### Data to examine ###

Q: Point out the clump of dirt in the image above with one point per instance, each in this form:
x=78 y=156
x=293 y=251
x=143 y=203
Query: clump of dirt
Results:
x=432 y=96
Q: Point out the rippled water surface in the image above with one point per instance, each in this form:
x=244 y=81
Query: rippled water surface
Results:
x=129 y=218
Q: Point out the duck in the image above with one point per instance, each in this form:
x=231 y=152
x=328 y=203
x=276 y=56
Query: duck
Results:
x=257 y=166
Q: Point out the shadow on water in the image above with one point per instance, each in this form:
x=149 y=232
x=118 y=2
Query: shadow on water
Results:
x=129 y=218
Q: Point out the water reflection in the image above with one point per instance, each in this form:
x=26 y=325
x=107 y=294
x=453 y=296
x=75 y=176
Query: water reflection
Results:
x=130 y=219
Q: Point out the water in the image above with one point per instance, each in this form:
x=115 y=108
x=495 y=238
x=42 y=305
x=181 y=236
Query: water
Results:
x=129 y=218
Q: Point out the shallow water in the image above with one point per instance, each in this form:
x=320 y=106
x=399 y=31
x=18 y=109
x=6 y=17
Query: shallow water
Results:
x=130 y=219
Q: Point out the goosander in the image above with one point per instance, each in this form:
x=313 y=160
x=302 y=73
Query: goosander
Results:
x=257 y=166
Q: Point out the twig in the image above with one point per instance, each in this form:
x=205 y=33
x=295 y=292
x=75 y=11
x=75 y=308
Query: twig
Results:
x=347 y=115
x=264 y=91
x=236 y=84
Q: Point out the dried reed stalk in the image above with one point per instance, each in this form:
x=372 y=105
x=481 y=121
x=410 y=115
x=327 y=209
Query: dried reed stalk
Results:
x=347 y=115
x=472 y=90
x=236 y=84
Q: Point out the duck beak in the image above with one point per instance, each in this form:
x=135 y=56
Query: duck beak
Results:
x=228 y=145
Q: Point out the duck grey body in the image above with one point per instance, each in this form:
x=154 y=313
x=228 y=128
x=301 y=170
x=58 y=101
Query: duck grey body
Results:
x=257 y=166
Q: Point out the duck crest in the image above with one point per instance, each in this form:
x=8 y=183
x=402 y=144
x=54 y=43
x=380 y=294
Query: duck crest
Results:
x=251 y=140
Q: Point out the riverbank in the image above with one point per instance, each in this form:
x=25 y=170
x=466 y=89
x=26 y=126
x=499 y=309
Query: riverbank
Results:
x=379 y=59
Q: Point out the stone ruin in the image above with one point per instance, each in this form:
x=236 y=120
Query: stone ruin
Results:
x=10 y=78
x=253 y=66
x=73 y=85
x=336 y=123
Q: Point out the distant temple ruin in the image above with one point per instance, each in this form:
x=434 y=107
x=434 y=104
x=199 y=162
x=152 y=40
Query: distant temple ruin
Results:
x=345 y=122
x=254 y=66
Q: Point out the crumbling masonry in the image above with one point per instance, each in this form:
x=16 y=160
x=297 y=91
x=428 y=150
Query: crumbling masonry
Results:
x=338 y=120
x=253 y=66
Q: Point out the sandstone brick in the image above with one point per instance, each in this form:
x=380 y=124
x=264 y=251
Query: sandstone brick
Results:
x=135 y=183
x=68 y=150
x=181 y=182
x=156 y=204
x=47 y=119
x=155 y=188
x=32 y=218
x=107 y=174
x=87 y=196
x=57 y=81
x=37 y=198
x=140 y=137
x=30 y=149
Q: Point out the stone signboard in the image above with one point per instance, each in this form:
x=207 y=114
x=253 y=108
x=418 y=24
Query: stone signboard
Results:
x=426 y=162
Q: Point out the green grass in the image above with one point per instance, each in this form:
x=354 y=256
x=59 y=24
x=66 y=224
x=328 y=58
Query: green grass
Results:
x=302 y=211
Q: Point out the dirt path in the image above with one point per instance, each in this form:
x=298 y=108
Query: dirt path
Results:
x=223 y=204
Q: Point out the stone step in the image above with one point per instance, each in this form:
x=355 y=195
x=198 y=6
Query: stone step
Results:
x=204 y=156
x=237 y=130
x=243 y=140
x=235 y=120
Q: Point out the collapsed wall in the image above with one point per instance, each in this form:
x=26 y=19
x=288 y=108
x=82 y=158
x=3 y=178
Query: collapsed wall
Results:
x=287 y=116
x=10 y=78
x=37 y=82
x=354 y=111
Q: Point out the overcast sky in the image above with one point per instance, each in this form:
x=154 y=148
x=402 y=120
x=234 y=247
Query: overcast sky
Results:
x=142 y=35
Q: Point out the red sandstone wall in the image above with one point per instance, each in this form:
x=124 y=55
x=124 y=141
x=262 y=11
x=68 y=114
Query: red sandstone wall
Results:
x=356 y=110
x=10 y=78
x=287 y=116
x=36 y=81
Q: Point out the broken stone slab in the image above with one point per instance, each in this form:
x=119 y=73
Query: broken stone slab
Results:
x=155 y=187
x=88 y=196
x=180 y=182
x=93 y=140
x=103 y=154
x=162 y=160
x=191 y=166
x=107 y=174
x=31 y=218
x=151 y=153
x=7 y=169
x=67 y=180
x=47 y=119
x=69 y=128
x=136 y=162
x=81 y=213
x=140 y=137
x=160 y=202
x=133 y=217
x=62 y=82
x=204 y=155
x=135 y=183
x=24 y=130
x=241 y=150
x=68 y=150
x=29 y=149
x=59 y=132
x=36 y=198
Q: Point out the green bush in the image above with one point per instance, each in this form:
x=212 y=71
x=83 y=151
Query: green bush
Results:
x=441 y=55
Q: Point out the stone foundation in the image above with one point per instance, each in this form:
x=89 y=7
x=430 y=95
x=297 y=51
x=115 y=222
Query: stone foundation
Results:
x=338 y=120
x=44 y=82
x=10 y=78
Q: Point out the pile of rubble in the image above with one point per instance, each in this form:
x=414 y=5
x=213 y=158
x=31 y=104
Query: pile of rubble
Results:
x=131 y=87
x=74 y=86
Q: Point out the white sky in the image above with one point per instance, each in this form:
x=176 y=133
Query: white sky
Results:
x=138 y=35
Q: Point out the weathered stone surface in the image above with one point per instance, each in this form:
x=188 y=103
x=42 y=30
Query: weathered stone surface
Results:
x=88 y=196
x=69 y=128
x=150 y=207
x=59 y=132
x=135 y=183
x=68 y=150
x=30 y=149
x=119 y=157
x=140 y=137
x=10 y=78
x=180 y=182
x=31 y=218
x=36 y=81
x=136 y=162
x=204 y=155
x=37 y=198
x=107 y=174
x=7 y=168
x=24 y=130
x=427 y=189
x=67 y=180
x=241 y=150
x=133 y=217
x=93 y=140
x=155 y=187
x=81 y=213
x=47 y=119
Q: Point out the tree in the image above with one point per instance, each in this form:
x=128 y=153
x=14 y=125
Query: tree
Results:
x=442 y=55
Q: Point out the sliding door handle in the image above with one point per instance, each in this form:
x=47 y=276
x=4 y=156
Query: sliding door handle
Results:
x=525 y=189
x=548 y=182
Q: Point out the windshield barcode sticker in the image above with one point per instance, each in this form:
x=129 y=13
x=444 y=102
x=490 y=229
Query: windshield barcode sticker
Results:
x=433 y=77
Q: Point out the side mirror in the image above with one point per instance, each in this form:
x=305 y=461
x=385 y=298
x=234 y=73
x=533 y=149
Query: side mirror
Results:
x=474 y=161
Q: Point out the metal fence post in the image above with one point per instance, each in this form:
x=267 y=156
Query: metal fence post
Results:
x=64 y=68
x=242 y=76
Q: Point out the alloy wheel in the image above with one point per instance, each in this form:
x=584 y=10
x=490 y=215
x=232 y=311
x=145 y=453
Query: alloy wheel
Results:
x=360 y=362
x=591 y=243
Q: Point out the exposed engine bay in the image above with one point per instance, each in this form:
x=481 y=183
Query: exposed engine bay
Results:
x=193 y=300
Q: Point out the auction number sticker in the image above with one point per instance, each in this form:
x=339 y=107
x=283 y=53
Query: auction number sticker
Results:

###

Task brief »
Reproduce the records exactly, keeping every line.

Task output »
Q: Point out the clump of dirt in the image above with one point per instance, each in this form:
x=78 y=156
x=293 y=251
x=143 y=203
Query: clump of dirt
Results:
x=432 y=96
Q: Point out the rippled water surface in the image above with one point per instance, each in this form:
x=244 y=81
Query: rippled water surface
Results:
x=129 y=218
Q: Point out the duck in the image above with one point per instance, each in this form:
x=231 y=152
x=328 y=203
x=276 y=56
Query: duck
Results:
x=257 y=166
Q: Point out the shadow on water in the image above with one point per instance, each in this form:
x=149 y=232
x=118 y=2
Query: shadow on water
Results:
x=129 y=218
Q: Point out the water reflection in the image above with one point per instance, each in this form:
x=26 y=325
x=107 y=294
x=453 y=296
x=75 y=176
Query: water reflection
Results:
x=130 y=219
Q: Point out the water in the image above with one point per instance, each in this form:
x=115 y=108
x=495 y=238
x=42 y=305
x=181 y=236
Query: water
Results:
x=129 y=218
Q: Point out the shallow water in the image above with one point per instance, each in this form:
x=320 y=106
x=399 y=31
x=18 y=109
x=6 y=17
Query: shallow water
Results:
x=130 y=219
Q: Point out the goosander in the image above with one point per instance, each in this form:
x=313 y=160
x=302 y=73
Query: goosander
Results:
x=257 y=166
Q: Point out the twig in the image above with one point per instance, each in this form:
x=205 y=33
x=295 y=292
x=75 y=11
x=75 y=308
Query: twig
Results:
x=347 y=115
x=264 y=91
x=236 y=84
Q: Point out the dried reed stalk in the image above with one point per instance, each in this form:
x=372 y=105
x=481 y=121
x=410 y=115
x=327 y=209
Query: dried reed stalk
Results:
x=347 y=115
x=472 y=90
x=236 y=84
Q: Point out the duck beak in the image above with one point per instance, each in this form:
x=135 y=56
Query: duck beak
Results:
x=228 y=145
Q: Point out the duck grey body in the image above with one point per instance, each in this form:
x=154 y=313
x=228 y=128
x=301 y=170
x=58 y=101
Query: duck grey body
Results:
x=257 y=166
Q: Point out the duck crest in the image above with one point per instance, each in this form:
x=8 y=183
x=402 y=144
x=54 y=43
x=380 y=294
Query: duck crest
Results:
x=251 y=140
Q: Point out the riverbank in the image above with one point per instance, each in this form:
x=25 y=170
x=466 y=89
x=26 y=126
x=499 y=309
Query: riverbank
Results:
x=379 y=59
Q: Point out the stone ruin in the image above with one point per instance, each in this form:
x=236 y=120
Query: stone ruin
Results:
x=10 y=78
x=253 y=66
x=73 y=85
x=336 y=123
Q: Point out the distant temple ruin in the image above with one point per instance, each in this form:
x=434 y=107
x=434 y=104
x=199 y=162
x=152 y=40
Query: distant temple ruin
Results:
x=345 y=122
x=254 y=66
Q: Point out the crumbling masonry in the image above with one point per instance, each in this form:
x=16 y=160
x=297 y=91
x=428 y=150
Query: crumbling masonry
Results:
x=338 y=120
x=253 y=66
Q: Point out the sandstone brick in the image above with one point per instance, each in this form:
x=380 y=124
x=264 y=251
Query: sandstone brick
Results:
x=135 y=183
x=68 y=150
x=181 y=182
x=156 y=204
x=47 y=119
x=155 y=188
x=32 y=218
x=107 y=174
x=87 y=196
x=57 y=81
x=37 y=198
x=140 y=137
x=30 y=149
Q: Point out the stone signboard in the image above with one point per instance, each in this form:
x=207 y=114
x=253 y=108
x=418 y=24
Query: stone signboard
Results:
x=426 y=162
Q: Point out the green grass in the image above with one point per instance, each in this form:
x=354 y=256
x=59 y=24
x=66 y=224
x=328 y=58
Query: green grass
Results:
x=302 y=211
Q: Point out the dirt path in the image above with one point per instance, each in this form:
x=298 y=108
Query: dirt path
Results:
x=223 y=204
Q: Point out the stone step in the image above with one point per instance, each in this form:
x=355 y=195
x=198 y=6
Query: stone step
Results:
x=204 y=156
x=237 y=130
x=243 y=140
x=235 y=120
Q: Point out the collapsed wall in the image above with one point per instance, each in this form:
x=26 y=19
x=288 y=108
x=82 y=158
x=3 y=178
Query: collapsed wall
Results:
x=287 y=116
x=10 y=78
x=37 y=82
x=354 y=111
Q: Point out the overcast sky in the image above with one point per instance, each in this form:
x=154 y=148
x=402 y=120
x=234 y=247
Query: overcast sky
Results:
x=142 y=35
Q: Point out the red sandstone wall in the image above with one point per instance, each in this form:
x=124 y=55
x=124 y=141
x=262 y=11
x=68 y=114
Query: red sandstone wall
Results:
x=356 y=110
x=10 y=78
x=287 y=116
x=36 y=81
Q: Point out the broken stone slab in the image above with one point per instance, each in this form:
x=119 y=73
Query: broken stone slab
Results:
x=155 y=187
x=88 y=196
x=180 y=182
x=93 y=140
x=103 y=154
x=162 y=160
x=191 y=166
x=107 y=174
x=31 y=218
x=151 y=153
x=7 y=169
x=67 y=180
x=47 y=119
x=69 y=128
x=136 y=162
x=81 y=213
x=140 y=137
x=160 y=202
x=133 y=217
x=62 y=82
x=204 y=155
x=135 y=183
x=24 y=130
x=241 y=150
x=68 y=150
x=29 y=149
x=59 y=132
x=36 y=198
Q: Point out the green bush in the image above with one point per instance, each in this form:
x=212 y=71
x=83 y=151
Query: green bush
Results:
x=441 y=55
Q: Point out the stone foundation in the image above with one point per instance, each in this form:
x=89 y=7
x=430 y=95
x=297 y=51
x=115 y=222
Query: stone foundation
Results:
x=338 y=120
x=44 y=82
x=10 y=78
Q: Point out the pile of rubble in the image above with one point per instance, each in this form:
x=414 y=5
x=213 y=158
x=31 y=104
Query: pile of rubble
Results:
x=131 y=87
x=74 y=86
Q: Point out the white sky in the image above with one point per instance, each in this form:
x=176 y=133
Query: white sky
Results:
x=138 y=35
Q: Point out the weathered stone surface in the image above with one point per instance, each in this form:
x=188 y=103
x=42 y=30
Query: weathered stone surface
Results:
x=88 y=196
x=69 y=128
x=150 y=207
x=59 y=132
x=135 y=183
x=68 y=150
x=30 y=149
x=119 y=157
x=140 y=137
x=10 y=78
x=180 y=182
x=31 y=218
x=36 y=81
x=136 y=162
x=204 y=155
x=37 y=198
x=107 y=174
x=7 y=168
x=24 y=130
x=427 y=189
x=67 y=180
x=241 y=150
x=133 y=217
x=93 y=140
x=155 y=187
x=81 y=213
x=47 y=119
Q: Point out the tree in the image above with one point per instance, each in this form:
x=128 y=153
x=14 y=125
Query: tree
Results:
x=442 y=55
Q: Point out the sliding door handle in the image above with one point per instance, each in this form:
x=47 y=276
x=4 y=156
Query: sliding door handle
Results:
x=525 y=189
x=548 y=182
Q: Point out the windshield barcode sticker in the image above with one point per instance, each in this form:
x=129 y=13
x=444 y=102
x=490 y=229
Query: windshield barcode sticker
Results:
x=433 y=77
Q: Point out the side mirror in the image above with one point per instance, each in this form:
x=305 y=461
x=385 y=298
x=234 y=73
x=533 y=149
Query: side mirror
Results:
x=474 y=161
Q: Point out the metal fence post in the image above with one point per instance, each in this form:
x=267 y=156
Query: metal fence post
Results:
x=64 y=68
x=242 y=76
Q: Point out the alloy wheel in the image above with one point per instance, each in this form:
x=584 y=10
x=490 y=215
x=232 y=311
x=145 y=453
Query: alloy wheel
Results:
x=360 y=362
x=591 y=243
Q: Point out the exposed engine bay in the image above with one point per instance, each in this form:
x=481 y=183
Query: exposed engine bay
Results:
x=193 y=300
Q: Point out the auction number sticker in the image above with one point per instance, each in this form:
x=339 y=107
x=283 y=53
Query: auction number sticker
Results:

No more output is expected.